Dataset entries
--------------------------------

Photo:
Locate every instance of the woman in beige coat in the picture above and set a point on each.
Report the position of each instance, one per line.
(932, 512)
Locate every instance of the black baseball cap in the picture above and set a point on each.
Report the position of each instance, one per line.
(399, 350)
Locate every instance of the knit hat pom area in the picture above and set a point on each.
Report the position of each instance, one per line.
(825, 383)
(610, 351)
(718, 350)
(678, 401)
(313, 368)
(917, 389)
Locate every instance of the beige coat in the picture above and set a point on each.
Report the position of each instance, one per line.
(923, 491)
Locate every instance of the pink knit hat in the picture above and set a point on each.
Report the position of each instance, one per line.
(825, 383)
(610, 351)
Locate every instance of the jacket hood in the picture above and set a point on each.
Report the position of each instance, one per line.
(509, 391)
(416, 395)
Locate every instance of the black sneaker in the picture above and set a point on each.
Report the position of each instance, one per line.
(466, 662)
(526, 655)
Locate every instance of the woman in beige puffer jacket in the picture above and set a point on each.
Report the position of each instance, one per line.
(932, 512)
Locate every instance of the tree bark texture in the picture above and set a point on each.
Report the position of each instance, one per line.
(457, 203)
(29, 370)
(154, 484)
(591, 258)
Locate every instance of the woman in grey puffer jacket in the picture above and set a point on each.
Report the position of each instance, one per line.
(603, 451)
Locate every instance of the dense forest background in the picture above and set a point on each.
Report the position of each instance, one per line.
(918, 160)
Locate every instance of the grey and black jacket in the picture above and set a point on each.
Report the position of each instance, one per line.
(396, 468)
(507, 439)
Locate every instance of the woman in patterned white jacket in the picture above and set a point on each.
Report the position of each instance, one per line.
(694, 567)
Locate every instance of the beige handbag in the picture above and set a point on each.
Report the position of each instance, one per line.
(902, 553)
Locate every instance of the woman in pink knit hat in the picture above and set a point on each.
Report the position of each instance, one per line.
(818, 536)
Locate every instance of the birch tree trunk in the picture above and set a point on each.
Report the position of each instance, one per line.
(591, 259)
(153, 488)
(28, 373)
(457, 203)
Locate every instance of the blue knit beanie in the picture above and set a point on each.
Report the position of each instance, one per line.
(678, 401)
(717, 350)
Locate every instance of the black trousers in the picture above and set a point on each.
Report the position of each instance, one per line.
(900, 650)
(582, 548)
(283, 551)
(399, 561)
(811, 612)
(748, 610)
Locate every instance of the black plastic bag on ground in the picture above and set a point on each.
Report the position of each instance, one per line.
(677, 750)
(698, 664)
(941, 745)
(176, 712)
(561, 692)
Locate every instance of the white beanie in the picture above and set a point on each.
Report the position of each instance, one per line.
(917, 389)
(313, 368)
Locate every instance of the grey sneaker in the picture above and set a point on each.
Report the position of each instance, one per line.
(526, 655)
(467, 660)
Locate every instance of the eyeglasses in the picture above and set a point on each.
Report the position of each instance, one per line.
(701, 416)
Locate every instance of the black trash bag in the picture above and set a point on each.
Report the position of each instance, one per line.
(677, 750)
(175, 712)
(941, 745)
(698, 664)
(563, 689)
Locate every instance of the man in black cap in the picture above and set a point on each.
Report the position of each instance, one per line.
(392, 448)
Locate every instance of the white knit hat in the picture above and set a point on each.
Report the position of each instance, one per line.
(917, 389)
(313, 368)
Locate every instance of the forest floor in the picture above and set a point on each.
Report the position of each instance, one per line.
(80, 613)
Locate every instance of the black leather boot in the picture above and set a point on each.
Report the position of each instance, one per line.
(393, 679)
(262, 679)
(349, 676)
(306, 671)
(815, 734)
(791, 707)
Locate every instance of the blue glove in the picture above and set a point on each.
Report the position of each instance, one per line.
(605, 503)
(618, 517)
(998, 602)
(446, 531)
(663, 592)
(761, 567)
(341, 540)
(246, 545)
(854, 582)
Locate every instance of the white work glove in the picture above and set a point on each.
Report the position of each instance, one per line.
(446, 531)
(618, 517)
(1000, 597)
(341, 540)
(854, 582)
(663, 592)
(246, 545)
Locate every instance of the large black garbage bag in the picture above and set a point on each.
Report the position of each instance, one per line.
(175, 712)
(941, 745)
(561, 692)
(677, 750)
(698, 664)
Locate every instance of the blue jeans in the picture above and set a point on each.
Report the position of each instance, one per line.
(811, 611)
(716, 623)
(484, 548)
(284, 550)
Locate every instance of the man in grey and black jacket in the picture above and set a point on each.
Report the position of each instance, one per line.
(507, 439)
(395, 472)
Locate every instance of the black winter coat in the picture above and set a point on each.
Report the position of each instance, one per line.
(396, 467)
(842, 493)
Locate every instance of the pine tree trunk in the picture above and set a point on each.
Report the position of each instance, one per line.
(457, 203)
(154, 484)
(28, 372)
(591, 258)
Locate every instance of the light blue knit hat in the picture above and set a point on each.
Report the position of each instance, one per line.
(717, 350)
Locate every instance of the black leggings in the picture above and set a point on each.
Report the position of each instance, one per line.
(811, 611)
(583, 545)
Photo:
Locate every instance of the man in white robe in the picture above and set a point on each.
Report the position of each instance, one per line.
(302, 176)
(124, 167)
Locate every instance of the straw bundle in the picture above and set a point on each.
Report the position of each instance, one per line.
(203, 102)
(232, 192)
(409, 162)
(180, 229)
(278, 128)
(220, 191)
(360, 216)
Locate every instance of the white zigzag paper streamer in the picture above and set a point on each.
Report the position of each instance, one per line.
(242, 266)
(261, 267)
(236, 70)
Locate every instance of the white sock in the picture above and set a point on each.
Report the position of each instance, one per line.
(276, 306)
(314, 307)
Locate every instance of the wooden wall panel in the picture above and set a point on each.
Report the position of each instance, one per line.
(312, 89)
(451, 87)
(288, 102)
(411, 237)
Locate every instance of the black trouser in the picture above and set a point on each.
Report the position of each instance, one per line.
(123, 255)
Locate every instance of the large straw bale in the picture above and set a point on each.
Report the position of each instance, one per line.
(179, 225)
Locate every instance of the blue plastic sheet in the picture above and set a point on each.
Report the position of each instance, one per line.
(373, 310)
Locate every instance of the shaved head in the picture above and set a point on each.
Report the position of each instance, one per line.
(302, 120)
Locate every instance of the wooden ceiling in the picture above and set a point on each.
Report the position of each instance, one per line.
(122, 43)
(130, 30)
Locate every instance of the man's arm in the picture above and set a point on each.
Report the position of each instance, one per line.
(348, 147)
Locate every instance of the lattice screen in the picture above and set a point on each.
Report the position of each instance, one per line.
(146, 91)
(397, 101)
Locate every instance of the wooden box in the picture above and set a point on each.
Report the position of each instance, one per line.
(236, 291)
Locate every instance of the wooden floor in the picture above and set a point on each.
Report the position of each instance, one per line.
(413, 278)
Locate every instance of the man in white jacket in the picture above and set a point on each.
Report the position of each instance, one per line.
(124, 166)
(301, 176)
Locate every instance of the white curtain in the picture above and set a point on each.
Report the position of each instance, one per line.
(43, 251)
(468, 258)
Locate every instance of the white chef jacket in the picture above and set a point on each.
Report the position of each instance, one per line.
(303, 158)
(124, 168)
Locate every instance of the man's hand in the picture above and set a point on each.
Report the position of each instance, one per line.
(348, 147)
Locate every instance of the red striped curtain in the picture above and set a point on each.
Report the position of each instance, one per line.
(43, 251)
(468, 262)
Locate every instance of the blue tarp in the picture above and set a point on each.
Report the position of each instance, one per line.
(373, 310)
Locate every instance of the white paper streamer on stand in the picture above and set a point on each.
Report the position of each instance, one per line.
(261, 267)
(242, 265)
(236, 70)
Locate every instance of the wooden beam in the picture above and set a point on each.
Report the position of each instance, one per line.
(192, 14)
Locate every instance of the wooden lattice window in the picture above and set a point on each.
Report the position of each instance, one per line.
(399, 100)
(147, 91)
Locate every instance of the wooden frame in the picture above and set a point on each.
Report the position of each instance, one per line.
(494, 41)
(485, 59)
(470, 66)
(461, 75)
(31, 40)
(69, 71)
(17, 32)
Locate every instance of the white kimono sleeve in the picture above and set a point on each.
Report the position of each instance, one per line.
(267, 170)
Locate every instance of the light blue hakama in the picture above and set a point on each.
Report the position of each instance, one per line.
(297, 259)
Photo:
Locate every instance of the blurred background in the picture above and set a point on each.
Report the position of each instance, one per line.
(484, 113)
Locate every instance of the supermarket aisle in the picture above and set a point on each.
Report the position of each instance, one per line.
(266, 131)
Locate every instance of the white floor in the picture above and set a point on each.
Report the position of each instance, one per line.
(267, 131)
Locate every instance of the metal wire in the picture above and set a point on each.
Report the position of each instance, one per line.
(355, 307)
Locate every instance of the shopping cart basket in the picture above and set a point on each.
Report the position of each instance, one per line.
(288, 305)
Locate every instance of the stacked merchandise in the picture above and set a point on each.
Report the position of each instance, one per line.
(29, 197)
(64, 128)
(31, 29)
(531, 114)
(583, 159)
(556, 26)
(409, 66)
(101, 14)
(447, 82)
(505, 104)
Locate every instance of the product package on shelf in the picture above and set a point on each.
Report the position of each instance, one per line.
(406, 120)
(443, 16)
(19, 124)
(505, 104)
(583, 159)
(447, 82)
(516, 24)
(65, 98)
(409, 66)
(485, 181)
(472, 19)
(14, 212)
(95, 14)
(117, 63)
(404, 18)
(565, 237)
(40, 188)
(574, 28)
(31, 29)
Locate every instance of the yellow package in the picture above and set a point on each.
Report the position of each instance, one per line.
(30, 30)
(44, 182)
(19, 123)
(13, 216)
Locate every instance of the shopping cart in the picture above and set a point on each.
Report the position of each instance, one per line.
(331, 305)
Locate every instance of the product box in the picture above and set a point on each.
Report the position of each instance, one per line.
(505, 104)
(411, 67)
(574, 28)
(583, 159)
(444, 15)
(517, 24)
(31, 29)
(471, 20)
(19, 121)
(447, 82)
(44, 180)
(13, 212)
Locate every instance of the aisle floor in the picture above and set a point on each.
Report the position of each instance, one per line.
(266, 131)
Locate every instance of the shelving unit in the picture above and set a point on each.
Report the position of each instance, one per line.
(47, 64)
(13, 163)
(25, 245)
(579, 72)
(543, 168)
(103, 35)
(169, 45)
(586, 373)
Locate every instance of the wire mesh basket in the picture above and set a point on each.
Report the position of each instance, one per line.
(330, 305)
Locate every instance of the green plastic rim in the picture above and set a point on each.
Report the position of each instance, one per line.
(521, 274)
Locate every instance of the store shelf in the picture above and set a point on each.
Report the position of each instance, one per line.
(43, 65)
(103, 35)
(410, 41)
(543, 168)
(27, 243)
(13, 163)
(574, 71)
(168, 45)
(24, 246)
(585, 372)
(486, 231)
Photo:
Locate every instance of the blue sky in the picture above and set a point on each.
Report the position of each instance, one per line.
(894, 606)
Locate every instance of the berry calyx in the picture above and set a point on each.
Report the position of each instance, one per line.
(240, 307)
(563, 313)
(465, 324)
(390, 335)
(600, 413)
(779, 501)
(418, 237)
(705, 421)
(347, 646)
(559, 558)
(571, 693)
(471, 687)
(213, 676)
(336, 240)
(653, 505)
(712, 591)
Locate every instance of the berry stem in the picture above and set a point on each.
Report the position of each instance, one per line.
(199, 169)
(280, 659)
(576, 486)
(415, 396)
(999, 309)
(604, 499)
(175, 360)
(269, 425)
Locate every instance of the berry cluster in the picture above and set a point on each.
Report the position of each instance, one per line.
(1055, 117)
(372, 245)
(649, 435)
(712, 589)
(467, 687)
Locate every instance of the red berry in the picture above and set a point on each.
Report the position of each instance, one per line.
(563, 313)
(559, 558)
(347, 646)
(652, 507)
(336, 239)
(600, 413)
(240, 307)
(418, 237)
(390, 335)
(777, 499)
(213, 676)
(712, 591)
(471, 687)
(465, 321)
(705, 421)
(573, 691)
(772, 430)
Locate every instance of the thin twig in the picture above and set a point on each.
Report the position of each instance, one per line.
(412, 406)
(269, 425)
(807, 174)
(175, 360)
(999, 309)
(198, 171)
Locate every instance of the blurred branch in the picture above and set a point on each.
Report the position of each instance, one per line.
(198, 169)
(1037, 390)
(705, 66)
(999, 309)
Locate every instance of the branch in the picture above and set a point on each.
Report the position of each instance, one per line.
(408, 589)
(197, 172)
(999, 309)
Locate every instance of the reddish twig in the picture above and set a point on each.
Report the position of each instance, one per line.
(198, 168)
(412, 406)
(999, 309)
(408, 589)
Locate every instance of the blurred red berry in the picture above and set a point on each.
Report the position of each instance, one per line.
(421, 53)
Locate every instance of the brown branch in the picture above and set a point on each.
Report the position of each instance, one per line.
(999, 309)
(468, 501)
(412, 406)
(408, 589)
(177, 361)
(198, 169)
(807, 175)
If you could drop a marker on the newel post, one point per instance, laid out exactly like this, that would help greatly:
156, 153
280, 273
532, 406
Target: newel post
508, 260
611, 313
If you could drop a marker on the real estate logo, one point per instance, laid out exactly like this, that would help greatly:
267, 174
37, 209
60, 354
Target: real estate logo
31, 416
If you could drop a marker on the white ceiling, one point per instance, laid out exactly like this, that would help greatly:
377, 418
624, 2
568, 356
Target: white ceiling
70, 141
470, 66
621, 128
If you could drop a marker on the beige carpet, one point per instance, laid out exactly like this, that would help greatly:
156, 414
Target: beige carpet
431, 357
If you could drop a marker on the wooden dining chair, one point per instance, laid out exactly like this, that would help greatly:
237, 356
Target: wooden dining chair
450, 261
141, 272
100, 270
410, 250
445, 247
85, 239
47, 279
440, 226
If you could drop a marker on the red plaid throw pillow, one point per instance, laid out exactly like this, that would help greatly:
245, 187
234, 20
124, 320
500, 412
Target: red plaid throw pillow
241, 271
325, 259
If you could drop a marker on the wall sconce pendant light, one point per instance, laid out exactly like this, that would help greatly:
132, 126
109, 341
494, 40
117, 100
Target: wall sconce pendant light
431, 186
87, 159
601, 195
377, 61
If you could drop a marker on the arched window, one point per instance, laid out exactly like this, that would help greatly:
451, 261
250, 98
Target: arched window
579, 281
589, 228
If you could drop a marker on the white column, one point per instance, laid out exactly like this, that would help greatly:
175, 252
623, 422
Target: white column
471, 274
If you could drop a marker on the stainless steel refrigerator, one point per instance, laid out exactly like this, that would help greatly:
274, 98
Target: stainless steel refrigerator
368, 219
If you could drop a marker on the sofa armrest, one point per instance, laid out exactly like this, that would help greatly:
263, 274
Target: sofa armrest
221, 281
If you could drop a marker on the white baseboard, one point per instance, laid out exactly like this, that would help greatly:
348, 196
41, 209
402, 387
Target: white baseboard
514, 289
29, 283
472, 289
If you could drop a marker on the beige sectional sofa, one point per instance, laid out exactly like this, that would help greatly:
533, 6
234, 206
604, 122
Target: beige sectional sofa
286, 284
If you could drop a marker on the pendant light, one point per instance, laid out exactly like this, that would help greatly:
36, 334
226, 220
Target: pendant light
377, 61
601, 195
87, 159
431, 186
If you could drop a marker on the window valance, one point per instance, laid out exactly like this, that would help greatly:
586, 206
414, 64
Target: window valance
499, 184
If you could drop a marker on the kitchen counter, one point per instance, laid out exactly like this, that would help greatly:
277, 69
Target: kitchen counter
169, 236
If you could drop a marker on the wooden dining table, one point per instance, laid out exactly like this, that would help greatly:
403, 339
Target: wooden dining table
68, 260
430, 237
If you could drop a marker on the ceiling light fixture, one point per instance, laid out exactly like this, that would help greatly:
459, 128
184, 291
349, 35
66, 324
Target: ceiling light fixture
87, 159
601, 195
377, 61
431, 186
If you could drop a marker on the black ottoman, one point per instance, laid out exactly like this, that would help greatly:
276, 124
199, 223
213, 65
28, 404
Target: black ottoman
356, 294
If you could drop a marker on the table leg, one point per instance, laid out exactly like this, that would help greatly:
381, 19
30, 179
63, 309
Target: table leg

--------------------------------

» Task item: What lines in the entries above hold "knit"? Copy every one.

» Answer box:
Locate every instance of the knit hat pom area in the picture above and set a point on each.
Locate every instance of the pink knit hat in the picture above and set a point on each.
Locate every instance of the woman in pink knit hat in the picture above and set a point on each.
Locate every instance of the blue knit beanie in the picture above and set a point on each.
Locate every instance of the white knit hat in the picture above and set a point on each.
Locate every instance of the light blue knit hat in the picture above and set a point on each.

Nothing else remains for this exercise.